YOUR ASSIGNMENT
Every entry must be given again exactly. Include no pictures.

Saved entries

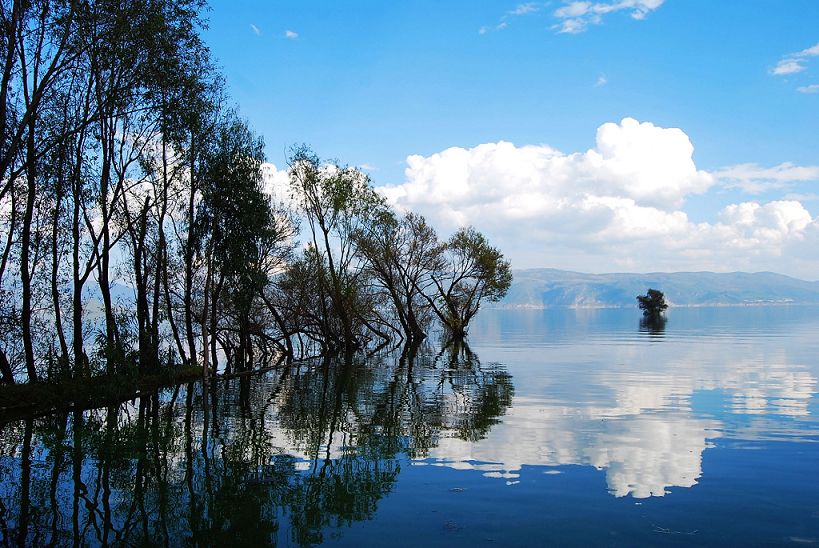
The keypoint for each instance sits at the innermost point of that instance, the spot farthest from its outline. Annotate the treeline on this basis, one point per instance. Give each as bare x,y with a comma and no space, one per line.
121,162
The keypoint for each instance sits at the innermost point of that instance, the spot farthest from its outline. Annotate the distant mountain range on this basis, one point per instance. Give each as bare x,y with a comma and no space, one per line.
548,288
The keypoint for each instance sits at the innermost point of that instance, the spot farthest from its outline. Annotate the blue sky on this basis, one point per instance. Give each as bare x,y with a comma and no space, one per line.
374,83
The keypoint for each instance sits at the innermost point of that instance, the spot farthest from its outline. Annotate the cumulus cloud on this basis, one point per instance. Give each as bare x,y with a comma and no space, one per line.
617,206
795,62
576,16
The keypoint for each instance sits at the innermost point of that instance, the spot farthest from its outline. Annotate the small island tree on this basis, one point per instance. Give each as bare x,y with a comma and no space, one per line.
653,303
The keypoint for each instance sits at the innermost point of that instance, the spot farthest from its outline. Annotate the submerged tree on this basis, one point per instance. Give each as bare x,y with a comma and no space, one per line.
652,303
470,271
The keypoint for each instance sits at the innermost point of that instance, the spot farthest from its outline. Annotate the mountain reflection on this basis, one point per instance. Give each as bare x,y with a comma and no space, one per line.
287,457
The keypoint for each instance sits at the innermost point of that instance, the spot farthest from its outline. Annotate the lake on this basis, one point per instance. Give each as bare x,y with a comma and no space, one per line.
554,427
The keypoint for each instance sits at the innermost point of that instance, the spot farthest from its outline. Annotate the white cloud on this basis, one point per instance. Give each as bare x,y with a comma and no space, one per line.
788,66
755,179
523,9
615,207
576,16
812,51
519,10
812,88
795,62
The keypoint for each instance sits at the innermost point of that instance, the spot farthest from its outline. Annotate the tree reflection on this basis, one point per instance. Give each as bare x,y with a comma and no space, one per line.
251,460
653,324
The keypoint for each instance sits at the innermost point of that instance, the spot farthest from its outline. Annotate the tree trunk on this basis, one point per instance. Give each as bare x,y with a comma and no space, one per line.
25,266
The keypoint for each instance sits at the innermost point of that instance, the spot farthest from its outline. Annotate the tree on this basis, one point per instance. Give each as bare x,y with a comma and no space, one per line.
400,253
470,272
337,201
653,303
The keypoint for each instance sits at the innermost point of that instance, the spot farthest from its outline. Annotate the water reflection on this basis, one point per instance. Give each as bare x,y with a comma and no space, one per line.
287,457
642,412
654,324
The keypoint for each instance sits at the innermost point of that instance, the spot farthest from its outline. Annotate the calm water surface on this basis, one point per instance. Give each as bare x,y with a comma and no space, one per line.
554,427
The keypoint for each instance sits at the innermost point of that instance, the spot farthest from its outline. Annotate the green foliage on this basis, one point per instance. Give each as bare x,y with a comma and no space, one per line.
472,271
652,303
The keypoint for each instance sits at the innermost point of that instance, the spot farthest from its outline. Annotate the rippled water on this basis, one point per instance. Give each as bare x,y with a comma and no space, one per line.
553,427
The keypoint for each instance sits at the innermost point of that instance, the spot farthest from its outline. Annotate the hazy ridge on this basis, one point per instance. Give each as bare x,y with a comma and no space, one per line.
547,288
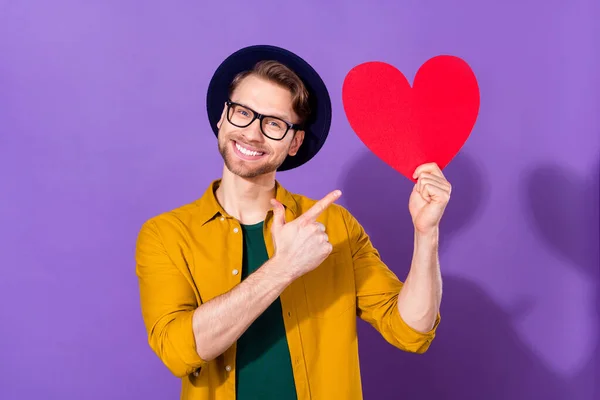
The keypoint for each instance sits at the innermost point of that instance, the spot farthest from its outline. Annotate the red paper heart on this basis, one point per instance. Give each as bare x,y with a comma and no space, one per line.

FINAL ANSWER
The keypoint for each instance sits at the innermost point of that instance, the spot farthest from its outline. Annotate the treeline on this basis, one point per instance. Give each as bare x,y with a comma and no space, one per line.
121,162
The keypoint for each instance sits at the innermost point of that instance, the spot farthest from its outline. Annotate the distant mountain range on this basis, one point per instance. Give each as bare x,y with a comma and no space, one per line.
548,288
The keypoint for each instance sits at the innermost point of that instance, the spot farthest from its outline. Annotate the blue sky on this basis, one point per instance. Give each as bare x,y with a comma and no space, one per line.
374,83
The keypoint for each instance sits at the innermost point of that instance, the spot farthest from its outline. Annotate the cumulus cloud on this basis, one point per instance. Give each as bare x,y with a comma and no space, one per line.
617,206
795,62
576,16
The keypoint for each instance sits at the innermost point of that instance, the spot farthest from its outline. Annotate the small island tree on this basis, one point per instance. Give each as bare x,y with a comma and no space, one per line.
653,303
The keypoint for each instance sits at the innermost point of that instance, the spot farthest from its outline. Annotate the submerged tree on this basis, one point per instance. Give each as bare x,y with a comma and no space, one per line.
652,303
470,271
The keypoint for each instance sits at the innermost point of that instance, the spot farthest from its outline. Annotate the mountain reflection on this basis, one point per instance. Give each as bare x,y with a comma and no space, one per line.
287,457
The keypoint for each instance sits at the innermost point of that instance, the spot farthest from its outline. Annotate the lake on this basis, one point per instance. Give each as bare x,y with a comma and no space, one per line.
554,427
The keypoint for each instance sits at the innermost point of that instance, the spot farthest from its outline. Annotate the white cloud on this basis, one point per instance. Give each as bare x,y with a comma and no space, one per line.
788,66
755,179
523,9
615,207
576,16
812,51
519,10
812,88
795,62
The keypoint for each instance sits at the innermost point of that instance, the spot farthest from its outline. Annotate the tree reflection on this basis, one point per instance. Give each as bare x,y with a comma and no space, one per line.
251,460
653,324
The keypoint for each instance sits at the innermost point of that instance, the spot farthest from its outline. Annotate the tree trunk on this basis, one point per instance. Give each as bare x,y with a comma and no space, one per line.
25,266
The keypoint for each instance sits at the innermost point of that instance, the spot farthest from its outline. Annotate the tree on this basis, one point per instance. Give each as bare x,y with a comma and no space, one per line.
400,253
470,272
337,201
653,303
The keypoint for each instance sits at the innermost point of that instance, the spot farthest from its outline. Annotate the water reflection on this basis, one point per instance. Give each as bare x,y with a comma and no space, one per line.
287,457
642,412
654,324
The keypoint for each instance sits at the innermost point of that instance, the spot farthest from its outline. Annotate the calm water surface on this basis, one point per instance. Give each as bare x,y with a comma and no space, one per line.
554,427
The keypoint for each instance sits at the innermost point of that instance, the spot farthest from its outline. Annotate the green foliage on this basis, one point per instance. Give each as bare x,y with a comma and no space, one per line.
472,271
652,303
The keypoint for each instance sits at the innermost point of that instance, the spot farthest from its outline. Annotate the rippled water on this basis, one point per instance. Give each as bare x,y with a comma and no space, one per line.
553,427
The keypoint for each instance sits at the innermost point of that instance, the spot farthest from its outline. Annotate the hazy ridge on this basis, one point per instance. Give each as bare x,y with a comma and no space, one per line.
547,288
The keypoint for each instance sits at the innermost point of that instance, the spot farthest from its outline. Annotate the red paper heart on this basis, one point per instance. Give each as bare x,y with a comma and no space, one per line.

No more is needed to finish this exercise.